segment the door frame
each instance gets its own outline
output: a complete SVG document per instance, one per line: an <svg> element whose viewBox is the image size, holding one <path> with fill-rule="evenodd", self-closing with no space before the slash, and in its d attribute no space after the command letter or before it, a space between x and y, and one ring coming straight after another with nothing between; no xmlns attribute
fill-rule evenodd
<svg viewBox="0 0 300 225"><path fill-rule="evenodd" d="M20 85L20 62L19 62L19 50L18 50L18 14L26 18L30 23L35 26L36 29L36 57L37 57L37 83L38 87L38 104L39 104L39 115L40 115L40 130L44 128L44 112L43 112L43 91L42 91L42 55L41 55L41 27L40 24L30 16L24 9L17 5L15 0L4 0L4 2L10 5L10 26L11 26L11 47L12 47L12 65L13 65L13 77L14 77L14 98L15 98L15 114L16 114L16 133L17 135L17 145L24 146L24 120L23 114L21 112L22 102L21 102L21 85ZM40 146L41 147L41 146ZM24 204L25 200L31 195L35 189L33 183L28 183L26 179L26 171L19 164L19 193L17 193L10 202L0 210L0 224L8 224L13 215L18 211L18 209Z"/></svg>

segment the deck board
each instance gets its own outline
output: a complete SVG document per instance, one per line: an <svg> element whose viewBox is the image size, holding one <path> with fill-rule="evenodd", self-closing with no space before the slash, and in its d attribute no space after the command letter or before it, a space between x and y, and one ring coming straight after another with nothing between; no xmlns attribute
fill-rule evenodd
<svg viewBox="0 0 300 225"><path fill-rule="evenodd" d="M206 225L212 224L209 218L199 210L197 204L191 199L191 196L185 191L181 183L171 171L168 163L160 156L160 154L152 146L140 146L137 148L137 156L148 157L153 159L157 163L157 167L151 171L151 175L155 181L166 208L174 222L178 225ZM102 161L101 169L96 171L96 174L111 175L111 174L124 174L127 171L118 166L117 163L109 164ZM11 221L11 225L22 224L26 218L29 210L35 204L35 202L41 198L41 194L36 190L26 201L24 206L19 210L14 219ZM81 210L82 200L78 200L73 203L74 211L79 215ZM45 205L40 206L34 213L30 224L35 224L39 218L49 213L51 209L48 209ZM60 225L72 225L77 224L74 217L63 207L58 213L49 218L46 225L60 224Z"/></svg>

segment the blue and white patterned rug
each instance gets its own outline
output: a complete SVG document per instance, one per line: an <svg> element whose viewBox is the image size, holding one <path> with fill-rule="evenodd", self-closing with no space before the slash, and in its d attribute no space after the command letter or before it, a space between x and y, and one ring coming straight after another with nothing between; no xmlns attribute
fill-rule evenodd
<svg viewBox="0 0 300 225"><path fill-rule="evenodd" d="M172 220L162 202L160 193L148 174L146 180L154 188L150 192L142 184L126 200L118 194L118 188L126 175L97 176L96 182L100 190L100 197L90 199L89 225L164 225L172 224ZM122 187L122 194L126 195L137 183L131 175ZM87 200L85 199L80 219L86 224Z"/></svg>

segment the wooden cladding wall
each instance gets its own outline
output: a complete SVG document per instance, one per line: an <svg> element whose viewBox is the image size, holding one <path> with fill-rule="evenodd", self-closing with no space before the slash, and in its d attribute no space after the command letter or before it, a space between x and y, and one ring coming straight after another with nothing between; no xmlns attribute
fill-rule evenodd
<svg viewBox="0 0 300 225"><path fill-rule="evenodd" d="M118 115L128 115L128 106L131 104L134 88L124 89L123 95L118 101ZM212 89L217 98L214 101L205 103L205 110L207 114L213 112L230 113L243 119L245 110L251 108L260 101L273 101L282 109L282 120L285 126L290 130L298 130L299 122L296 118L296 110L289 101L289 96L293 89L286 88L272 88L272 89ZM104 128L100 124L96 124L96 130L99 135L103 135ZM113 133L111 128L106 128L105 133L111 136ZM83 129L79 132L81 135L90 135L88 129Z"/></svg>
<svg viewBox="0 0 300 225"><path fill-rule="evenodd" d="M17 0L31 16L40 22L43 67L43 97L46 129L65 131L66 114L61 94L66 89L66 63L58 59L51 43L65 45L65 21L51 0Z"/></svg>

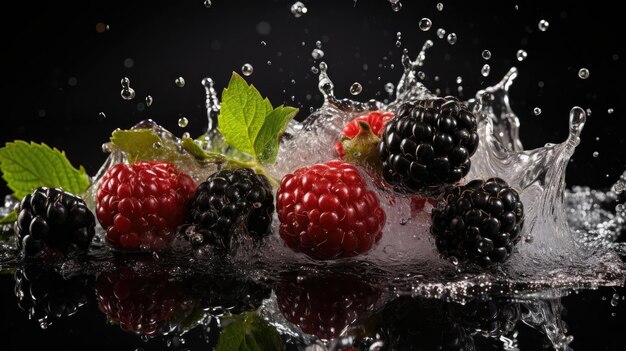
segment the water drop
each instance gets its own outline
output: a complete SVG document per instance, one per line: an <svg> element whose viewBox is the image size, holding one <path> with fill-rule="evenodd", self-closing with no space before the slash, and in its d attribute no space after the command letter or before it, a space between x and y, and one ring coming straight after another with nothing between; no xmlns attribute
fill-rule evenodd
<svg viewBox="0 0 626 351"><path fill-rule="evenodd" d="M606 110L606 112L607 112L609 115L612 115L612 114L613 114L613 109L612 109L612 108L609 108L608 110Z"/></svg>
<svg viewBox="0 0 626 351"><path fill-rule="evenodd" d="M483 57L483 59L485 59L485 60L489 60L489 59L491 58L491 51L489 51L489 50L483 50L482 57Z"/></svg>
<svg viewBox="0 0 626 351"><path fill-rule="evenodd" d="M417 72L417 77L421 80L424 80L424 78L426 78L426 73L419 71Z"/></svg>
<svg viewBox="0 0 626 351"><path fill-rule="evenodd" d="M320 73L320 70L317 67L315 67L315 66L311 66L311 73L318 74L318 73Z"/></svg>
<svg viewBox="0 0 626 351"><path fill-rule="evenodd" d="M321 49L321 48L322 48L322 42L321 42L321 41L319 41L319 40L318 40L318 41L316 41L316 42L315 42L315 47L316 47L316 48L318 48L318 49Z"/></svg>
<svg viewBox="0 0 626 351"><path fill-rule="evenodd" d="M176 86L179 88L182 88L185 86L185 78L183 77L178 77L174 80L174 83L176 83Z"/></svg>
<svg viewBox="0 0 626 351"><path fill-rule="evenodd" d="M593 154L591 154L591 156L593 156L594 158L597 158L598 156L600 156L600 153L597 151L594 151Z"/></svg>
<svg viewBox="0 0 626 351"><path fill-rule="evenodd" d="M456 77L456 84L461 84L461 83L463 83L463 77L461 76Z"/></svg>
<svg viewBox="0 0 626 351"><path fill-rule="evenodd" d="M314 60L319 60L324 57L324 51L320 49L313 49L313 51L311 52L311 56Z"/></svg>
<svg viewBox="0 0 626 351"><path fill-rule="evenodd" d="M548 30L548 27L550 27L550 23L542 19L541 21L539 21L539 24L537 26L539 27L540 31L545 32Z"/></svg>
<svg viewBox="0 0 626 351"><path fill-rule="evenodd" d="M454 45L456 43L456 33L448 34L448 44Z"/></svg>
<svg viewBox="0 0 626 351"><path fill-rule="evenodd" d="M437 3L437 11L439 12L443 11L443 4L440 2Z"/></svg>
<svg viewBox="0 0 626 351"><path fill-rule="evenodd" d="M126 77L122 78L121 84L122 84L122 91L120 92L120 95L122 96L122 99L124 100L134 99L135 90L130 87L130 79Z"/></svg>
<svg viewBox="0 0 626 351"><path fill-rule="evenodd" d="M160 141L155 141L154 144L152 144L152 148L154 149L160 149L163 147L163 144L161 144Z"/></svg>
<svg viewBox="0 0 626 351"><path fill-rule="evenodd" d="M431 22L430 18L422 18L419 22L419 27L423 32L427 32L432 27L433 22Z"/></svg>
<svg viewBox="0 0 626 351"><path fill-rule="evenodd" d="M245 63L243 66L241 66L241 73L243 73L243 75L246 77L251 76L253 71L254 67L252 67L252 65L249 63Z"/></svg>
<svg viewBox="0 0 626 351"><path fill-rule="evenodd" d="M268 66L271 66L271 65L272 65L272 61L267 60L267 65L268 65Z"/></svg>
<svg viewBox="0 0 626 351"><path fill-rule="evenodd" d="M359 95L361 94L362 91L363 91L363 86L361 86L361 83L359 82L354 82L350 86L350 94L352 95Z"/></svg>
<svg viewBox="0 0 626 351"><path fill-rule="evenodd" d="M204 7L207 9L211 7L211 0L204 0Z"/></svg>
<svg viewBox="0 0 626 351"><path fill-rule="evenodd" d="M541 108L539 108L539 107L535 107L535 108L533 109L533 114L534 114L535 116L539 116L539 115L541 114Z"/></svg>
<svg viewBox="0 0 626 351"><path fill-rule="evenodd" d="M189 124L189 120L187 117L181 117L178 119L178 126L181 128L185 128Z"/></svg>
<svg viewBox="0 0 626 351"><path fill-rule="evenodd" d="M153 101L154 100L152 99L151 95L146 96L146 106L148 106L148 107L152 106L152 102Z"/></svg>
<svg viewBox="0 0 626 351"><path fill-rule="evenodd" d="M387 84L385 84L385 91L387 92L387 94L389 95L393 95L393 90L395 89L393 83L389 82Z"/></svg>
<svg viewBox="0 0 626 351"><path fill-rule="evenodd" d="M402 42L400 40L396 41L396 47L399 48L402 46Z"/></svg>
<svg viewBox="0 0 626 351"><path fill-rule="evenodd" d="M591 116L591 109L590 108L586 109L585 112L587 112L587 117Z"/></svg>
<svg viewBox="0 0 626 351"><path fill-rule="evenodd" d="M186 139L186 138L191 138L191 134L189 134L189 132L183 133L183 139Z"/></svg>
<svg viewBox="0 0 626 351"><path fill-rule="evenodd" d="M267 46L267 43L265 42L265 40L261 40L261 45Z"/></svg>
<svg viewBox="0 0 626 351"><path fill-rule="evenodd" d="M491 72L491 66L485 63L483 68L480 69L480 74L482 74L483 77L487 77L489 72Z"/></svg>
<svg viewBox="0 0 626 351"><path fill-rule="evenodd" d="M437 37L438 37L439 39L443 39L443 38L445 38L445 37L446 37L446 30L445 30L445 29L443 29L443 28L439 28L439 29L437 29Z"/></svg>
<svg viewBox="0 0 626 351"><path fill-rule="evenodd" d="M291 14L295 18L300 18L302 15L307 13L309 10L304 6L300 1L296 1L293 5L291 5Z"/></svg>
<svg viewBox="0 0 626 351"><path fill-rule="evenodd" d="M400 2L400 0L389 0L389 2L391 3L391 9L394 12L402 10L402 3Z"/></svg>
<svg viewBox="0 0 626 351"><path fill-rule="evenodd" d="M522 62L526 60L526 58L528 57L528 53L520 49L520 50L517 50L517 54L515 55L515 57L517 57L517 61Z"/></svg>
<svg viewBox="0 0 626 351"><path fill-rule="evenodd" d="M586 68L581 68L581 69L578 71L578 77L579 77L580 79L587 79L587 78L589 78L589 70L588 70L588 69L586 69Z"/></svg>
<svg viewBox="0 0 626 351"><path fill-rule="evenodd" d="M107 118L107 115L104 114L104 112L100 112L100 113L98 113L98 118L105 119L105 118Z"/></svg>

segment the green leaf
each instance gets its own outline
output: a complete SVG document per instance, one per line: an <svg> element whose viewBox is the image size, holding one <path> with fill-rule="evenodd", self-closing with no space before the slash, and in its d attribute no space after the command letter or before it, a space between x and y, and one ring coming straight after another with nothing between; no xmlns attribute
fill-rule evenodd
<svg viewBox="0 0 626 351"><path fill-rule="evenodd" d="M230 324L220 333L216 351L282 351L280 335L254 312L230 317Z"/></svg>
<svg viewBox="0 0 626 351"><path fill-rule="evenodd" d="M279 139L297 112L293 107L273 109L253 85L233 72L222 93L218 130L230 146L269 164L276 160Z"/></svg>
<svg viewBox="0 0 626 351"><path fill-rule="evenodd" d="M81 194L89 187L85 169L76 169L65 153L46 144L22 140L0 148L0 171L13 195L21 199L33 189L46 186Z"/></svg>
<svg viewBox="0 0 626 351"><path fill-rule="evenodd" d="M0 225L2 224L10 224L17 221L17 211L13 210L11 212L9 212L8 215L4 216L2 219L0 219Z"/></svg>
<svg viewBox="0 0 626 351"><path fill-rule="evenodd" d="M343 159L374 170L382 170L382 163L378 156L377 146L380 138L372 132L372 128L365 121L359 121L359 133L352 139L343 137Z"/></svg>
<svg viewBox="0 0 626 351"><path fill-rule="evenodd" d="M214 163L226 162L226 158L224 157L224 155L218 154L216 152L202 150L200 145L198 145L198 143L196 143L191 138L187 138L187 137L183 138L182 145L183 145L183 149L187 150L187 152L189 152L198 160L209 161L209 162L214 162Z"/></svg>
<svg viewBox="0 0 626 351"><path fill-rule="evenodd" d="M111 135L111 143L128 155L130 162L164 161L175 165L197 165L196 158L181 150L171 140L158 136L150 129L116 130Z"/></svg>

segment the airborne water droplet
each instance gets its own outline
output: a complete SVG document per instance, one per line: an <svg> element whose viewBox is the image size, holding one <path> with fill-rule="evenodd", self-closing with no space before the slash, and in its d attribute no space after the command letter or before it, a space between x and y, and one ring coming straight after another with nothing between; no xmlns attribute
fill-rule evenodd
<svg viewBox="0 0 626 351"><path fill-rule="evenodd" d="M461 76L456 77L456 84L461 84L461 83L463 83L463 77Z"/></svg>
<svg viewBox="0 0 626 351"><path fill-rule="evenodd" d="M448 34L448 44L454 45L456 43L456 33Z"/></svg>
<svg viewBox="0 0 626 351"><path fill-rule="evenodd" d="M350 86L350 94L359 95L363 91L363 86L359 82L354 82Z"/></svg>
<svg viewBox="0 0 626 351"><path fill-rule="evenodd" d="M249 63L245 63L243 66L241 66L241 73L243 73L243 75L246 77L251 76L253 71L254 67L252 67L252 65Z"/></svg>
<svg viewBox="0 0 626 351"><path fill-rule="evenodd" d="M445 38L445 37L446 37L446 30L445 30L445 29L443 29L443 28L439 28L439 29L437 29L437 37L438 37L439 39L443 39L443 38Z"/></svg>
<svg viewBox="0 0 626 351"><path fill-rule="evenodd" d="M204 0L204 7L206 7L207 9L211 7L211 0Z"/></svg>
<svg viewBox="0 0 626 351"><path fill-rule="evenodd" d="M313 49L313 51L311 52L311 56L314 60L319 60L324 57L324 51L320 49Z"/></svg>
<svg viewBox="0 0 626 351"><path fill-rule="evenodd" d="M545 32L550 27L550 23L548 21L542 19L541 21L539 21L539 24L537 26L539 27L540 31Z"/></svg>
<svg viewBox="0 0 626 351"><path fill-rule="evenodd" d="M487 77L489 72L491 72L491 66L485 63L483 68L480 69L480 74L482 74L483 77Z"/></svg>
<svg viewBox="0 0 626 351"><path fill-rule="evenodd" d="M580 77L580 79L587 79L589 78L589 70L586 68L581 68L578 71L578 77Z"/></svg>
<svg viewBox="0 0 626 351"><path fill-rule="evenodd" d="M517 54L515 56L517 57L517 61L522 62L526 60L526 58L528 57L528 53L520 49L520 50L517 50Z"/></svg>
<svg viewBox="0 0 626 351"><path fill-rule="evenodd" d="M437 3L437 11L439 12L443 11L443 4L440 2Z"/></svg>
<svg viewBox="0 0 626 351"><path fill-rule="evenodd" d="M122 78L121 84L122 84L122 91L120 92L120 95L122 96L122 99L124 100L134 99L135 90L130 87L130 79L128 79L127 77Z"/></svg>
<svg viewBox="0 0 626 351"><path fill-rule="evenodd" d="M318 73L320 73L320 70L317 69L317 67L315 67L315 66L311 66L311 73L318 74Z"/></svg>
<svg viewBox="0 0 626 351"><path fill-rule="evenodd" d="M98 113L98 117L101 118L101 119L105 119L105 118L107 118L107 115L104 114L104 112L100 112L100 113Z"/></svg>
<svg viewBox="0 0 626 351"><path fill-rule="evenodd" d="M181 117L178 119L178 126L181 128L185 128L189 124L189 120L187 117Z"/></svg>
<svg viewBox="0 0 626 351"><path fill-rule="evenodd" d="M535 107L535 108L533 109L533 114L534 114L535 116L539 116L539 115L541 114L541 108L539 108L539 107Z"/></svg>
<svg viewBox="0 0 626 351"><path fill-rule="evenodd" d="M489 59L491 58L491 51L489 51L489 50L483 50L482 57L483 57L483 59L485 59L485 60L489 60Z"/></svg>
<svg viewBox="0 0 626 351"><path fill-rule="evenodd" d="M613 114L613 109L612 109L612 108L609 108L606 112L607 112L609 115L612 115L612 114Z"/></svg>
<svg viewBox="0 0 626 351"><path fill-rule="evenodd" d="M318 49L321 49L321 48L322 48L322 42L321 42L321 41L319 41L319 40L318 40L318 41L316 41L316 42L315 42L315 47L316 47L316 48L318 48Z"/></svg>
<svg viewBox="0 0 626 351"><path fill-rule="evenodd" d="M433 22L431 22L430 18L422 18L419 22L419 27L422 31L426 32L428 30L430 30L430 27L432 27Z"/></svg>
<svg viewBox="0 0 626 351"><path fill-rule="evenodd" d="M148 106L148 107L152 106L152 102L153 101L154 100L152 99L152 96L150 96L150 95L146 96L146 106Z"/></svg>
<svg viewBox="0 0 626 351"><path fill-rule="evenodd" d="M391 3L391 9L394 12L398 12L402 9L402 3L400 0L389 0L389 3Z"/></svg>
<svg viewBox="0 0 626 351"><path fill-rule="evenodd" d="M424 78L426 78L426 73L419 71L417 72L417 77L421 80L424 80Z"/></svg>
<svg viewBox="0 0 626 351"><path fill-rule="evenodd" d="M291 5L291 14L295 18L300 18L302 15L307 13L309 10L304 6L300 1L296 1L293 5Z"/></svg>
<svg viewBox="0 0 626 351"><path fill-rule="evenodd" d="M385 84L385 91L387 92L387 94L389 95L393 95L393 90L395 89L393 83L389 82L387 84Z"/></svg>
<svg viewBox="0 0 626 351"><path fill-rule="evenodd" d="M593 154L591 154L594 158L597 158L598 156L600 156L600 153L597 151L594 151Z"/></svg>
<svg viewBox="0 0 626 351"><path fill-rule="evenodd" d="M174 83L176 83L177 87L182 88L182 87L185 86L185 78L178 77L178 78L176 78L176 80L174 80Z"/></svg>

- Description of the task -
Select every line of the material above holding the word "water" and copy it.

- Solution -
segment the water drop
segment the airborne water droplet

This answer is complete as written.